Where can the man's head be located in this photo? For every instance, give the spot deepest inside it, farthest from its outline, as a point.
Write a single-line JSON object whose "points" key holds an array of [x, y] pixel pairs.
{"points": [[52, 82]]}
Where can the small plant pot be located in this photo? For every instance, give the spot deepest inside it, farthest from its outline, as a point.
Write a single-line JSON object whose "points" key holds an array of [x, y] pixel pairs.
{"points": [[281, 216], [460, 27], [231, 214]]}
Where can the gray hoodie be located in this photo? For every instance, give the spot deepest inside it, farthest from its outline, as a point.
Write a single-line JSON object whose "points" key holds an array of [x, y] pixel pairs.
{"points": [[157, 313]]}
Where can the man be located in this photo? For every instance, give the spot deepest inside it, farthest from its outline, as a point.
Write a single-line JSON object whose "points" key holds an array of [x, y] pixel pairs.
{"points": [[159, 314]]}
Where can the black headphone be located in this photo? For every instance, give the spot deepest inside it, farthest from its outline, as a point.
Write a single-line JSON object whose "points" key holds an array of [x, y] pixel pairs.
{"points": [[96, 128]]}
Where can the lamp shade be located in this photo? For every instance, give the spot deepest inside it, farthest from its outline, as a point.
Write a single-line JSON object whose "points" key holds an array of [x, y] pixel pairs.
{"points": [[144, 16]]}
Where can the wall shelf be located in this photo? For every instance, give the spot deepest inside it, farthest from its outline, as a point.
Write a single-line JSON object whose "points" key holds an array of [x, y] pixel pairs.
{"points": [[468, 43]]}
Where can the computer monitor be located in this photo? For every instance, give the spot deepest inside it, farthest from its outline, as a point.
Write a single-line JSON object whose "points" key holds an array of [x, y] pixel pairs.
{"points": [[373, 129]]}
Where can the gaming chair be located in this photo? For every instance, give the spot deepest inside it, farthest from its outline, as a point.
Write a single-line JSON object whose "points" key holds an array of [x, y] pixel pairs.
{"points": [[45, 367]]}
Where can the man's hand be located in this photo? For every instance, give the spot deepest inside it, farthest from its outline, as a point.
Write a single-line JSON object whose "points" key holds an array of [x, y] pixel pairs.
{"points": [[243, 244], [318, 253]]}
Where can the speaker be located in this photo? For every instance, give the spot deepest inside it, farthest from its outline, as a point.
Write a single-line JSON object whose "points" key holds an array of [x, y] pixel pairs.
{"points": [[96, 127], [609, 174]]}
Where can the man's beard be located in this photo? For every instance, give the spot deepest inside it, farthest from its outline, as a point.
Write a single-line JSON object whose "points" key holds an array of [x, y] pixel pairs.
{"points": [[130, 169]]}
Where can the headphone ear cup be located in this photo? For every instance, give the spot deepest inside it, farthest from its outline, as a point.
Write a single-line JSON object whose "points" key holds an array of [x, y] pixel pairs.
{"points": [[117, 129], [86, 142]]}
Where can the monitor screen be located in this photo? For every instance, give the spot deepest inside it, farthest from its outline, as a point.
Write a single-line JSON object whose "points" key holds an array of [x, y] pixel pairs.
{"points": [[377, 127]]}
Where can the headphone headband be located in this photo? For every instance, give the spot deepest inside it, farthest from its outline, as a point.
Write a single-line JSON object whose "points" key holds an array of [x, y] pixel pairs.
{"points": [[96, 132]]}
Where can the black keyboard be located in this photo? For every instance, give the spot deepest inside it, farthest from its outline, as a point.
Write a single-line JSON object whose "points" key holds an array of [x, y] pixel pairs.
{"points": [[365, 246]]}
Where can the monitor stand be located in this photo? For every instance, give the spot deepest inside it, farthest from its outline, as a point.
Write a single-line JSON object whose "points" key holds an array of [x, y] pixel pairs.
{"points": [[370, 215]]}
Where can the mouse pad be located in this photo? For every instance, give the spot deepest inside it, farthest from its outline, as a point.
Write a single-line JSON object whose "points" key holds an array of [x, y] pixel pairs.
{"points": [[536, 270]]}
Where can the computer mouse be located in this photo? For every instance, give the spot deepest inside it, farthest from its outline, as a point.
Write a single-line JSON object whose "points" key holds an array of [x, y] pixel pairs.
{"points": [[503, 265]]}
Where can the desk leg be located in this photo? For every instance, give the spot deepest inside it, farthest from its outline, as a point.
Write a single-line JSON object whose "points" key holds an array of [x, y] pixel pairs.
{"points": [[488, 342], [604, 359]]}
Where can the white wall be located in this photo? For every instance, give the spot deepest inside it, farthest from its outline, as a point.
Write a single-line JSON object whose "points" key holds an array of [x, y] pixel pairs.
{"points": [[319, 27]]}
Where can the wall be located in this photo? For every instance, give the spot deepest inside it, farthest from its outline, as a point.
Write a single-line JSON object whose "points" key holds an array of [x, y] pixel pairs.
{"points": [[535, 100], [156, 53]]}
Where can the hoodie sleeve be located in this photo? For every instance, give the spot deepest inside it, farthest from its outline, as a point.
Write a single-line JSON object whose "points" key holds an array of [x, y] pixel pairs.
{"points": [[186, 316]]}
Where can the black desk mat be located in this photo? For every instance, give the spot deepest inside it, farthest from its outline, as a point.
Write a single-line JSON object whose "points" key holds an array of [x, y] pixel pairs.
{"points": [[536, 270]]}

Assignment
Whenever a line above contains "computer", copy that line.

Finished task
Where can the computer monitor be located in this photo? For every instance, give the spot deepest inside it, farthest from its outline, as a point.
Where can the computer mouse be located in this photo? For every instance, give the spot deepest inside it, farthest from its outline, as a point.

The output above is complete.